| Goal |
Copying each one in full, list every line in the records below that contains the word "leaf".

| Provided data |
---*---

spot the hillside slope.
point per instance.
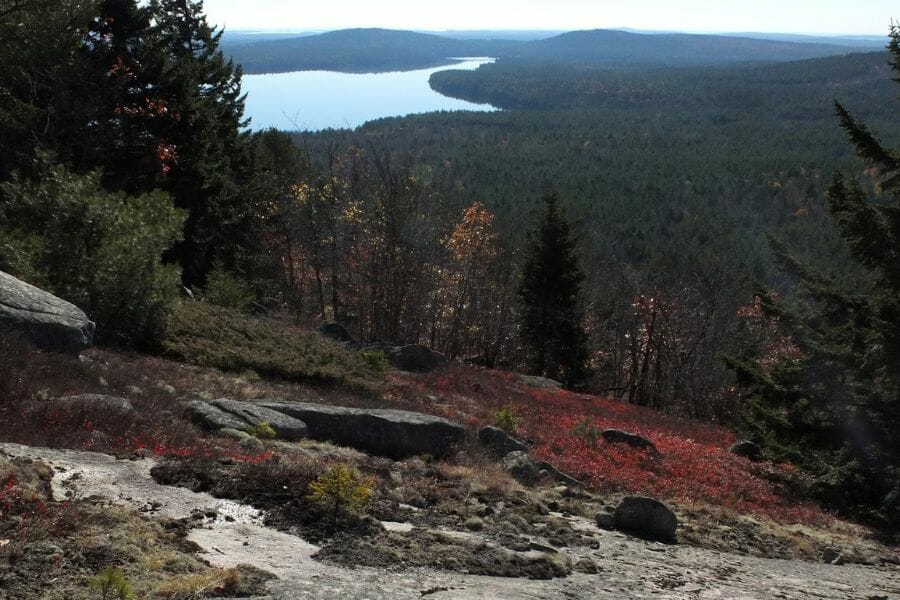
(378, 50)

---*---

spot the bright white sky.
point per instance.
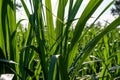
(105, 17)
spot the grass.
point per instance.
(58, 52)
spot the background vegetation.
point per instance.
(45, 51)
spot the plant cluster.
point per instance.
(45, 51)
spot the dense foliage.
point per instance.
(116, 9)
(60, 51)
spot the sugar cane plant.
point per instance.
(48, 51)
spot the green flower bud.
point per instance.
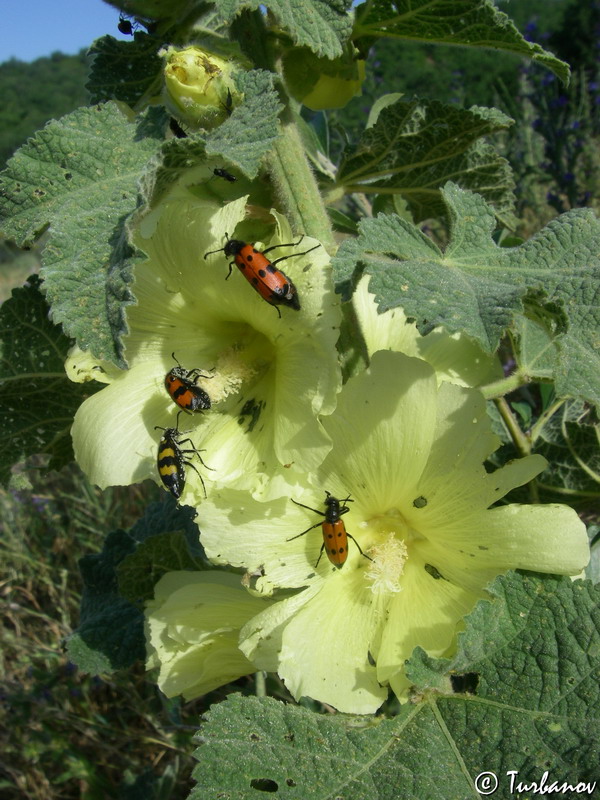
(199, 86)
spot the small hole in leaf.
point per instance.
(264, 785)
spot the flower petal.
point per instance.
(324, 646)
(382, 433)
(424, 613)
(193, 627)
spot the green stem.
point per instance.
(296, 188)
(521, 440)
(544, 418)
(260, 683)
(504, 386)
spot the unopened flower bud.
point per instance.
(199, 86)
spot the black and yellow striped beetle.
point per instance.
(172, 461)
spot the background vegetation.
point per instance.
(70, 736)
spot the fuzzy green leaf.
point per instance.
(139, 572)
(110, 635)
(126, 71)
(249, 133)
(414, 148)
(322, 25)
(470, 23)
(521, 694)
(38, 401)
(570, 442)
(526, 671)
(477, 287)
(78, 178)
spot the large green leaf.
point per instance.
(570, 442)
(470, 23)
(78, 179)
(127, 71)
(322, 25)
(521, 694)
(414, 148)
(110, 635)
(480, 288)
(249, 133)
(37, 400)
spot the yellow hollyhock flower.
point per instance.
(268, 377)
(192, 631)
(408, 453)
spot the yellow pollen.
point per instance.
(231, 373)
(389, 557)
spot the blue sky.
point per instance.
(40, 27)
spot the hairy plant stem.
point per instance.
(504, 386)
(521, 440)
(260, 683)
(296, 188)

---*---

| Solution |
spot the small hole in leaf.
spot the fuzzy green leaf.
spot the large green leaf.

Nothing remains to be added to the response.